**Extract**
Posted on Wednesday, Feb. 6, 2019 at 1:23 pm
Sunburns are a common complication of sun exposure without proper protection from the ultraviolet (UV) rays. It is estimated that 34% of all adults have suffered a sunburn in the last year. The majority of these sunburns occur in adolescents and young adults.
The risk of sunburn depends on the amount of exposure to ultraviolet B rays. The intensity of these ultraviolet light is dependent on a lot of factors including latitude or proximity to the equator. Thankfully, living in Wisconsin, this does not tend to be the primary risk for sunburn; however, when Wisconsinites travel for vacation to Mexico or other countries closer to the equator, they need to remember that their risk of sunburn is significantly higher, even with the same amount of time in the sun.
The time of day also influences the risk, and midday poses the highest risk. Clouds can provide some protection against the UV rays, but significant quantities of UV light still filters through the clouds and can still cause sunburns.
The other significant risk factor for sunburns is reflection of the sun off other surfaces, specifically water, sand, and snow. Often in the wintertime we forget about protection from the sun, but this is especially important when going outside for winter activities as the snow can reflect up to 90% of the UV rays.
Tips for Sun Protection:
- Avoid direct sunlight. When outside, seek shady or sun-protected areas, especially between the time of 10 am-4 pm. Infants under 6 months old should NEVER be in direct sunlight.

**Source data**
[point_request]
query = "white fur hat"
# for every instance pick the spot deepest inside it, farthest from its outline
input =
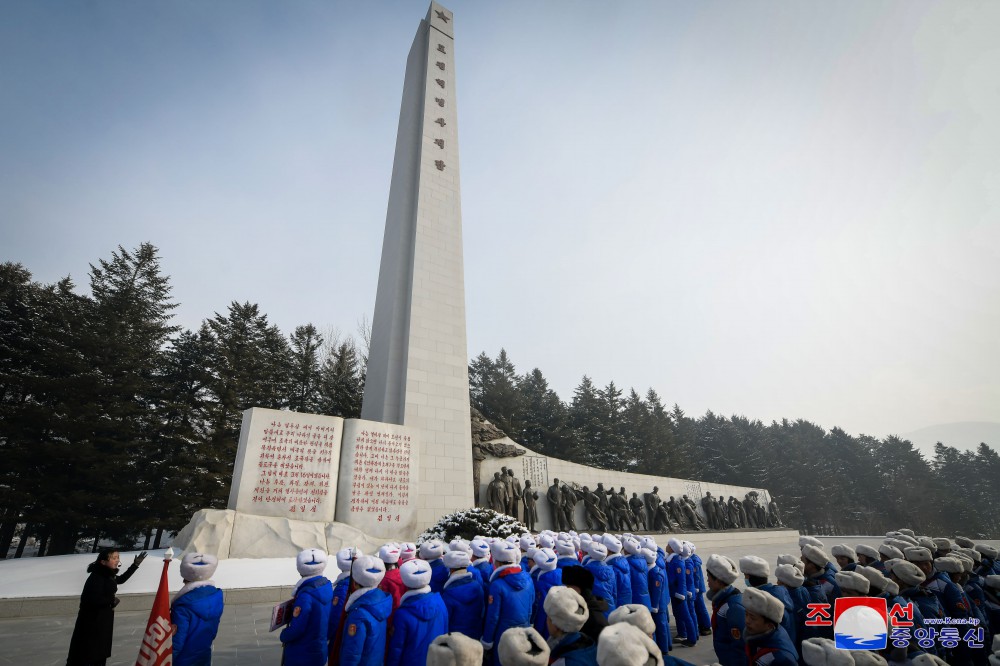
(908, 573)
(598, 551)
(368, 571)
(636, 615)
(415, 574)
(949, 565)
(918, 554)
(457, 559)
(824, 652)
(347, 555)
(198, 566)
(480, 548)
(876, 581)
(623, 644)
(566, 608)
(504, 552)
(454, 650)
(815, 555)
(751, 565)
(431, 550)
(311, 562)
(789, 575)
(459, 544)
(976, 556)
(902, 544)
(789, 559)
(565, 549)
(866, 658)
(523, 646)
(389, 553)
(805, 540)
(852, 580)
(763, 603)
(545, 559)
(722, 568)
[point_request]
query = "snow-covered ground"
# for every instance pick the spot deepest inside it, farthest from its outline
(64, 575)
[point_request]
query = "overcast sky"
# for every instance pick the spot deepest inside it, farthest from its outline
(767, 208)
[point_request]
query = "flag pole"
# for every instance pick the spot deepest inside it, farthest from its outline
(157, 646)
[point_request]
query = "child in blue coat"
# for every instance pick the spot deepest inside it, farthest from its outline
(546, 574)
(420, 618)
(511, 596)
(196, 611)
(605, 582)
(340, 591)
(304, 639)
(365, 615)
(463, 595)
(623, 575)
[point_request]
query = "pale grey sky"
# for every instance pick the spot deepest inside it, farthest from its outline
(768, 208)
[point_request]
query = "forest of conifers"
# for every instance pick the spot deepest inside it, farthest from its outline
(115, 423)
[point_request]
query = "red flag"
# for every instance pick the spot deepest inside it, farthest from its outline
(157, 646)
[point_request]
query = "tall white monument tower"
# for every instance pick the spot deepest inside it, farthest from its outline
(418, 363)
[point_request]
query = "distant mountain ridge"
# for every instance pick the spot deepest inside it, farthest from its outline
(964, 436)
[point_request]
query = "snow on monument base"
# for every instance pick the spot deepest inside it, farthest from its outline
(232, 534)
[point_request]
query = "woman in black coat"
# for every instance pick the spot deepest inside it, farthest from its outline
(95, 625)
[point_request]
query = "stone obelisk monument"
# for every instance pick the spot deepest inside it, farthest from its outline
(418, 363)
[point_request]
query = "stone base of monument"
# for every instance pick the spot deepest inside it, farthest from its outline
(231, 534)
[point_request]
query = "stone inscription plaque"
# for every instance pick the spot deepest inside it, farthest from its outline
(287, 465)
(536, 470)
(378, 483)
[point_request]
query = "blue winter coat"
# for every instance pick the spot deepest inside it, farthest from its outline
(639, 580)
(304, 638)
(574, 649)
(676, 580)
(196, 615)
(419, 619)
(771, 649)
(363, 642)
(337, 608)
(659, 590)
(511, 597)
(543, 583)
(728, 623)
(466, 602)
(623, 580)
(439, 574)
(605, 583)
(564, 562)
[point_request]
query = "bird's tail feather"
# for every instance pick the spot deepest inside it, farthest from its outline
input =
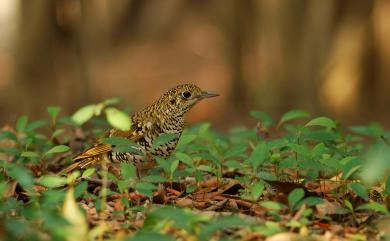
(79, 164)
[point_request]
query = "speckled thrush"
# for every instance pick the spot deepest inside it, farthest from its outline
(166, 115)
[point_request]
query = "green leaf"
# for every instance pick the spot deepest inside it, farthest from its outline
(359, 189)
(236, 150)
(266, 120)
(348, 204)
(373, 129)
(29, 154)
(312, 201)
(118, 119)
(118, 141)
(83, 114)
(58, 149)
(146, 188)
(376, 163)
(128, 171)
(174, 166)
(185, 158)
(375, 207)
(53, 111)
(256, 190)
(295, 196)
(232, 164)
(112, 101)
(322, 121)
(52, 181)
(21, 123)
(22, 175)
(8, 135)
(219, 224)
(272, 205)
(387, 185)
(154, 179)
(258, 155)
(163, 139)
(57, 132)
(36, 124)
(184, 140)
(293, 114)
(88, 172)
(147, 236)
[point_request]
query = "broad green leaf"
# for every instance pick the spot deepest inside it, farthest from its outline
(21, 123)
(58, 149)
(322, 121)
(112, 101)
(146, 188)
(118, 141)
(266, 120)
(359, 189)
(147, 236)
(52, 181)
(22, 175)
(78, 228)
(174, 166)
(29, 154)
(232, 164)
(219, 224)
(387, 185)
(185, 158)
(376, 163)
(348, 204)
(53, 111)
(83, 114)
(163, 139)
(118, 119)
(374, 207)
(88, 172)
(295, 196)
(351, 171)
(256, 190)
(35, 125)
(312, 201)
(267, 176)
(128, 171)
(184, 140)
(154, 179)
(373, 129)
(203, 128)
(57, 132)
(236, 150)
(293, 114)
(3, 189)
(272, 205)
(8, 135)
(258, 155)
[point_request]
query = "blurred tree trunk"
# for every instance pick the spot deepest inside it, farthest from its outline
(47, 56)
(34, 58)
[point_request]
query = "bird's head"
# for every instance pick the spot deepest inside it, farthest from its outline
(181, 98)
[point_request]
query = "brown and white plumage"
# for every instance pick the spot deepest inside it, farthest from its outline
(166, 115)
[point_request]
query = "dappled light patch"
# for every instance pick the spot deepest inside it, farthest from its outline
(295, 178)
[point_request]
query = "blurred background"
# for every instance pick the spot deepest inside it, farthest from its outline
(327, 57)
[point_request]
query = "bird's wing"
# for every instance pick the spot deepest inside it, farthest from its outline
(134, 134)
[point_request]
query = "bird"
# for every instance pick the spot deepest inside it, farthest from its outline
(166, 115)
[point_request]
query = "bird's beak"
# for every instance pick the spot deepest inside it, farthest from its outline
(207, 94)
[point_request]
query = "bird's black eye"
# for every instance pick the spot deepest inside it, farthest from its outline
(186, 94)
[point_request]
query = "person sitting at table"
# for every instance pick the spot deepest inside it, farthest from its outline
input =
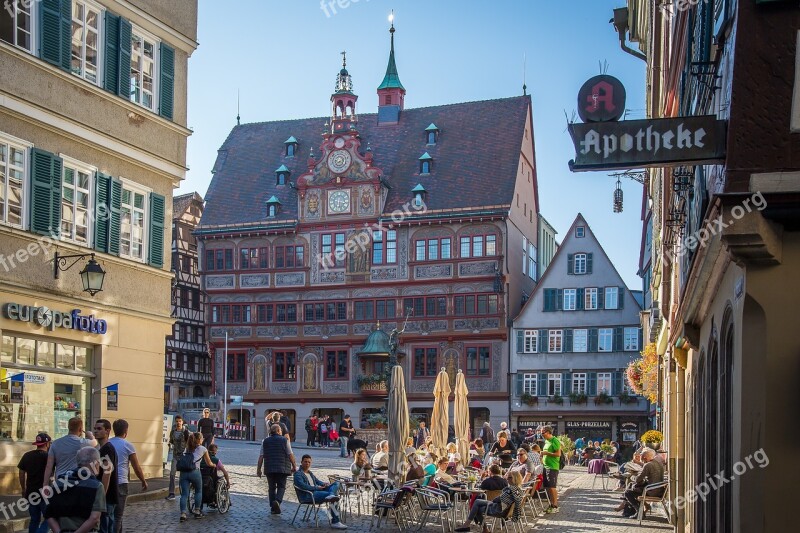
(504, 449)
(380, 461)
(360, 467)
(511, 495)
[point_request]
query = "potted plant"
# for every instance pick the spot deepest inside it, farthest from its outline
(603, 398)
(578, 398)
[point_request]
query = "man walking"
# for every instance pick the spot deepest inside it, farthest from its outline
(126, 458)
(313, 490)
(346, 432)
(280, 464)
(551, 457)
(177, 441)
(62, 455)
(108, 475)
(31, 478)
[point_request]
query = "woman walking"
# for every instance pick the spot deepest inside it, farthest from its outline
(193, 477)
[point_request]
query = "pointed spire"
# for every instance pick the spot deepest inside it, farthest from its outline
(392, 79)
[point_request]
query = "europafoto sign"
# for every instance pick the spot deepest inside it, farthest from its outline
(50, 319)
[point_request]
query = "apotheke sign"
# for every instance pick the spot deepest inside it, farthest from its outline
(50, 319)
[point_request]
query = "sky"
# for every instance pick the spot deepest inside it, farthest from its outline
(281, 58)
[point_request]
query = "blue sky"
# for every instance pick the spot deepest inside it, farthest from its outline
(283, 56)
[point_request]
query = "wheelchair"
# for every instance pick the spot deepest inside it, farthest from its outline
(215, 491)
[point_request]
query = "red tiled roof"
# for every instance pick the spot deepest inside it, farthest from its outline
(475, 160)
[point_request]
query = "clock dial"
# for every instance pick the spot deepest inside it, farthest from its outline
(339, 161)
(339, 202)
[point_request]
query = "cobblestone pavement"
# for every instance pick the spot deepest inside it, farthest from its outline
(583, 508)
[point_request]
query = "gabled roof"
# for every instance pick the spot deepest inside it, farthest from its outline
(484, 139)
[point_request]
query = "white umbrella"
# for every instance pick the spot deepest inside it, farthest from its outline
(440, 417)
(398, 426)
(461, 418)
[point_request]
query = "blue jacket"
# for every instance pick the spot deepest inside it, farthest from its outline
(301, 482)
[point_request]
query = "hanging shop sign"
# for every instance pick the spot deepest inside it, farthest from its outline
(644, 143)
(51, 319)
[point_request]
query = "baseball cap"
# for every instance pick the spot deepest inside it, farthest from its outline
(42, 439)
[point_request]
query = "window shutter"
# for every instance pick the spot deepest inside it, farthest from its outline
(155, 252)
(56, 32)
(619, 339)
(167, 85)
(592, 342)
(616, 383)
(541, 389)
(45, 201)
(111, 65)
(125, 31)
(592, 383)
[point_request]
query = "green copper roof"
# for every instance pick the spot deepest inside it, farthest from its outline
(391, 80)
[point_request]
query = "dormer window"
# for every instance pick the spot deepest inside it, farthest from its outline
(425, 163)
(273, 206)
(291, 146)
(431, 134)
(281, 175)
(419, 193)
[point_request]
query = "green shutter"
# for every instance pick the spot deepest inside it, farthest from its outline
(111, 59)
(45, 205)
(167, 82)
(55, 32)
(592, 383)
(592, 340)
(115, 219)
(125, 31)
(155, 249)
(619, 339)
(541, 389)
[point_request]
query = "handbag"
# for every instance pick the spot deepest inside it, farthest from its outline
(186, 462)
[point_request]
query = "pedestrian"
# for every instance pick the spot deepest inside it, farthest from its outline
(422, 434)
(193, 478)
(126, 458)
(31, 477)
(206, 426)
(61, 458)
(551, 458)
(346, 432)
(78, 508)
(280, 464)
(108, 476)
(178, 438)
(312, 489)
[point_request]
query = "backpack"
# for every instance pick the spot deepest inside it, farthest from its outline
(186, 462)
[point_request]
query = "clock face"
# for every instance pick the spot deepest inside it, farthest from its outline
(339, 161)
(339, 202)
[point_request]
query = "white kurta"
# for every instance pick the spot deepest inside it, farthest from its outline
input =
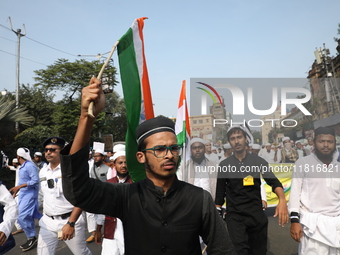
(315, 195)
(55, 203)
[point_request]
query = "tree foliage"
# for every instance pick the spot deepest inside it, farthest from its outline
(9, 114)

**What to work on**
According to the text on sunburn, up to what percentage of UV rays can snow reflect?

**Output for this task**
Up to 90% of the UV rays.